What you will do ::
Drop every picture, then transcribe the remaining data exactly.

— begin Records to process —

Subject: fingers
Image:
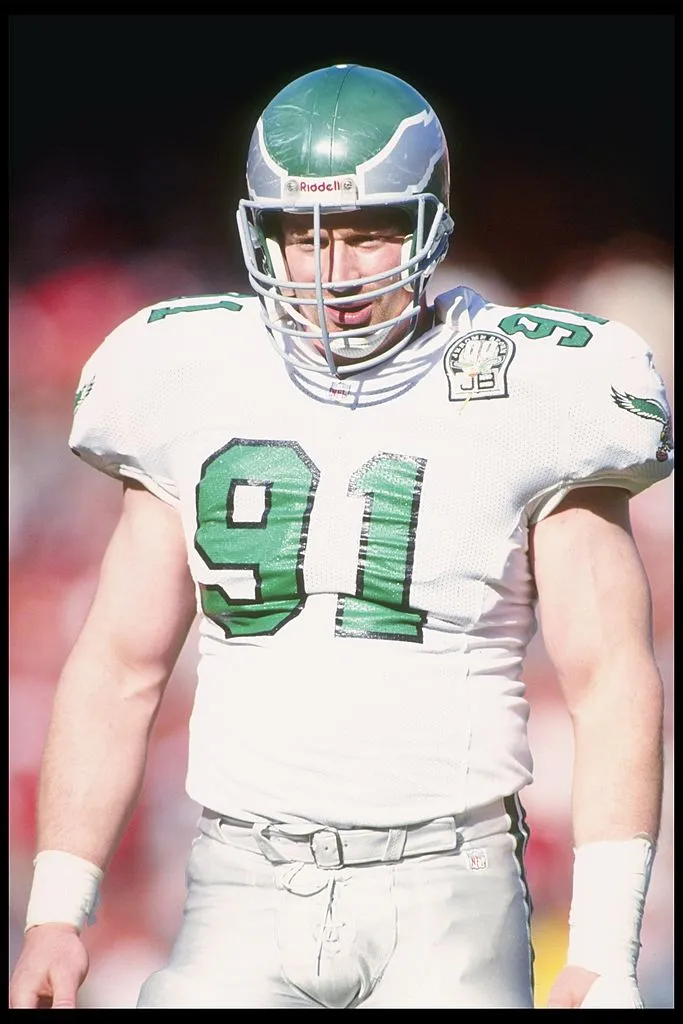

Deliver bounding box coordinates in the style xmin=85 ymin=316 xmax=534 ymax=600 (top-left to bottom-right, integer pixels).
xmin=9 ymin=971 xmax=79 ymax=1010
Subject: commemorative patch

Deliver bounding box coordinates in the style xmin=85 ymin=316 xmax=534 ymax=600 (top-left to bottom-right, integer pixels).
xmin=443 ymin=331 xmax=515 ymax=401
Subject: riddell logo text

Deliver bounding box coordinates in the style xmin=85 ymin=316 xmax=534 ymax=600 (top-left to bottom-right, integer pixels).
xmin=287 ymin=178 xmax=353 ymax=193
xmin=299 ymin=181 xmax=348 ymax=191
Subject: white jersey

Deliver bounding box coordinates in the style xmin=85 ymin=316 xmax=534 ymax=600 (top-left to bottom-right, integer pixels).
xmin=70 ymin=288 xmax=673 ymax=826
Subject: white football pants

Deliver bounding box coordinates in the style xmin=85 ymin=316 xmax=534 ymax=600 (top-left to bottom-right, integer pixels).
xmin=137 ymin=798 xmax=533 ymax=1010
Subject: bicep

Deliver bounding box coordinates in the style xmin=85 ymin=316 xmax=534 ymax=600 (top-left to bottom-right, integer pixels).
xmin=530 ymin=487 xmax=651 ymax=703
xmin=66 ymin=482 xmax=196 ymax=677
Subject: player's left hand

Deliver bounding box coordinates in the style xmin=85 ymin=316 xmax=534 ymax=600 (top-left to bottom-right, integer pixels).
xmin=548 ymin=967 xmax=643 ymax=1010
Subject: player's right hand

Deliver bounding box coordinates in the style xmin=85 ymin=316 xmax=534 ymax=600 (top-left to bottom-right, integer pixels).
xmin=9 ymin=924 xmax=90 ymax=1010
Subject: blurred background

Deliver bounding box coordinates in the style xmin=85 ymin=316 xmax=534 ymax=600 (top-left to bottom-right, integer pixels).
xmin=8 ymin=13 xmax=674 ymax=1008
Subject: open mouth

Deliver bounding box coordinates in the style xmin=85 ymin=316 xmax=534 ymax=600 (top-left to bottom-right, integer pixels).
xmin=327 ymin=302 xmax=373 ymax=328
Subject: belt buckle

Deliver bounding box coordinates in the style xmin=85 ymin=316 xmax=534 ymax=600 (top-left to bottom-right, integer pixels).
xmin=309 ymin=828 xmax=344 ymax=867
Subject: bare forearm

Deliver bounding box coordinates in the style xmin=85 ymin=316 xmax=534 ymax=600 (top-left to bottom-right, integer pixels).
xmin=38 ymin=663 xmax=164 ymax=867
xmin=572 ymin=653 xmax=663 ymax=846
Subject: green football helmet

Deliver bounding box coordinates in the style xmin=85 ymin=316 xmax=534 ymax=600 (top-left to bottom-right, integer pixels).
xmin=237 ymin=65 xmax=454 ymax=376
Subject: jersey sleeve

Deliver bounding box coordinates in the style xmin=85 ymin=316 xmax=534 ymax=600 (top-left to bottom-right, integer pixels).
xmin=529 ymin=322 xmax=674 ymax=522
xmin=69 ymin=307 xmax=179 ymax=506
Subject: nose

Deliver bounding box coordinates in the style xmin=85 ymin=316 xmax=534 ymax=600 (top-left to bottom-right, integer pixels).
xmin=326 ymin=239 xmax=360 ymax=297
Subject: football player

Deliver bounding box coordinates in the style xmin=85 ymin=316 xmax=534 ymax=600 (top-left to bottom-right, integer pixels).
xmin=11 ymin=65 xmax=673 ymax=1009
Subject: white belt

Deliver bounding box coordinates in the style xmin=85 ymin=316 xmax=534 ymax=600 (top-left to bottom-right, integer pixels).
xmin=200 ymin=801 xmax=502 ymax=868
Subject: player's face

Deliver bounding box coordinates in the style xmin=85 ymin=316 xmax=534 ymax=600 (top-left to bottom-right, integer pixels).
xmin=282 ymin=209 xmax=411 ymax=360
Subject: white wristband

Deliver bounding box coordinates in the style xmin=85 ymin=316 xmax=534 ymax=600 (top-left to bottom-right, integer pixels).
xmin=566 ymin=836 xmax=654 ymax=977
xmin=25 ymin=850 xmax=102 ymax=932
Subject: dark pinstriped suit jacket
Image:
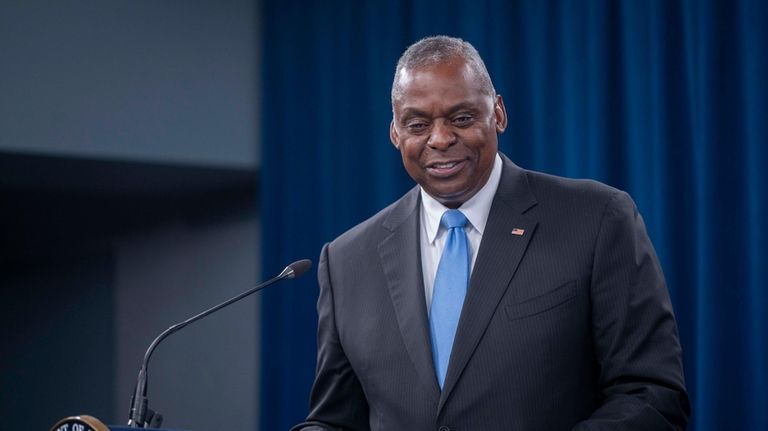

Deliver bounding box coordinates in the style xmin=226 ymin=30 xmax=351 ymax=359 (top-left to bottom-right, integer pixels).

— end Records to process —

Answer to this problem ::
Subject: fingers
Image:

Deliver bounding box coordinates in the style xmin=85 ymin=316 xmax=534 ymax=600 (top-left to bottom-right, integer pixels).
xmin=9 ymin=971 xmax=79 ymax=1010
Subject: commemorative patch

Deliver bounding box coordinates in the style xmin=85 ymin=316 xmax=534 ymax=600 (top-left to bottom-right, integer pixels).
xmin=443 ymin=331 xmax=515 ymax=401
Subject: riddell logo text

Deliver bounding box coordinates in the style xmin=85 ymin=316 xmax=534 ymax=600 (top-left to bottom-right, integer pixels).
xmin=287 ymin=178 xmax=353 ymax=193
xmin=299 ymin=181 xmax=348 ymax=191
Subject: white jersey

Deliver bounding box coordinates in the style xmin=85 ymin=316 xmax=534 ymax=600 (top-left to bottom-right, integer pixels).
xmin=70 ymin=288 xmax=673 ymax=826
Subject: white football pants

Deliver bounding box coordinates in the style xmin=85 ymin=316 xmax=534 ymax=600 (top-left to bottom-right, integer pixels).
xmin=137 ymin=798 xmax=533 ymax=1010
Subject: bicep

Deliver bounding box coordinates in the style xmin=85 ymin=316 xmax=534 ymax=600 (top-left to bottom-right, integer pixels).
xmin=530 ymin=487 xmax=651 ymax=703
xmin=66 ymin=482 xmax=196 ymax=677
Subject: player's left hand

Deliver bounding box coordinates in the style xmin=85 ymin=316 xmax=534 ymax=600 (top-left to bottom-right, integer pixels).
xmin=548 ymin=967 xmax=643 ymax=1010
Subject: player's right hand

Deliver bounding box coordinates in the style xmin=85 ymin=316 xmax=534 ymax=600 (top-left to bottom-right, integer pixels).
xmin=9 ymin=924 xmax=90 ymax=1010
Subject: blurred background

Deliver bounding box coordinates in the style xmin=85 ymin=316 xmax=534 ymax=600 (top-left to bottom-right, integer pixels).
xmin=8 ymin=13 xmax=674 ymax=1008
Subject: open mouth

Deliver bounding box coordinates in the style xmin=85 ymin=316 xmax=534 ymax=600 (top-left to bottom-right, integer pixels).
xmin=327 ymin=302 xmax=373 ymax=328
Subject: belt buckle

Deliver bounding box coordinates in the style xmin=85 ymin=316 xmax=534 ymax=600 (top-left to bottom-right, integer pixels).
xmin=309 ymin=828 xmax=344 ymax=867
Subject: bare forearm

Deliver bounding box coordinates in the style xmin=85 ymin=316 xmax=534 ymax=600 (top-left to bottom-right, integer pixels).
xmin=38 ymin=663 xmax=164 ymax=867
xmin=572 ymin=653 xmax=663 ymax=846
Subject: green football helmet

Deliver bounding box coordinates in the style xmin=85 ymin=316 xmax=534 ymax=600 (top-left to bottom-right, integer pixels).
xmin=237 ymin=65 xmax=454 ymax=376
Subject: jersey sleeve

Deliver bounding box coordinates in the style xmin=85 ymin=316 xmax=534 ymax=600 (top-left to bottom-right, integer pixels).
xmin=529 ymin=322 xmax=674 ymax=522
xmin=69 ymin=307 xmax=179 ymax=506
Subject: nose

Deliver bounding box coordinates in the style xmin=85 ymin=316 xmax=534 ymax=600 (top-left to bottom-right, integer pixels).
xmin=326 ymin=239 xmax=360 ymax=297
Subject: football player

Deliver bounding box coordinates in the style xmin=85 ymin=316 xmax=534 ymax=600 (top-left to bottom-right, integer pixels).
xmin=11 ymin=65 xmax=673 ymax=1009
Subject: white belt

Deliver bounding box coordinates in the style xmin=85 ymin=316 xmax=534 ymax=600 (top-left to bottom-right, integer pixels).
xmin=200 ymin=801 xmax=502 ymax=868
Subject: player's face

Deliver bounding box coordinates in the style xmin=85 ymin=316 xmax=534 ymax=600 (top-left to bottom-right, integer pixels).
xmin=282 ymin=209 xmax=411 ymax=360
Subject: white wristband

Deliver bounding box coordinates in the style xmin=85 ymin=316 xmax=534 ymax=600 (top-left to bottom-right, integer pixels).
xmin=566 ymin=836 xmax=654 ymax=977
xmin=25 ymin=850 xmax=102 ymax=932
Subject: dark pinstriped suit jacket
Image:

Deliver bounding box coordinates in the style xmin=226 ymin=30 xmax=351 ymax=359 (top-left to bottom-right, integer pixels).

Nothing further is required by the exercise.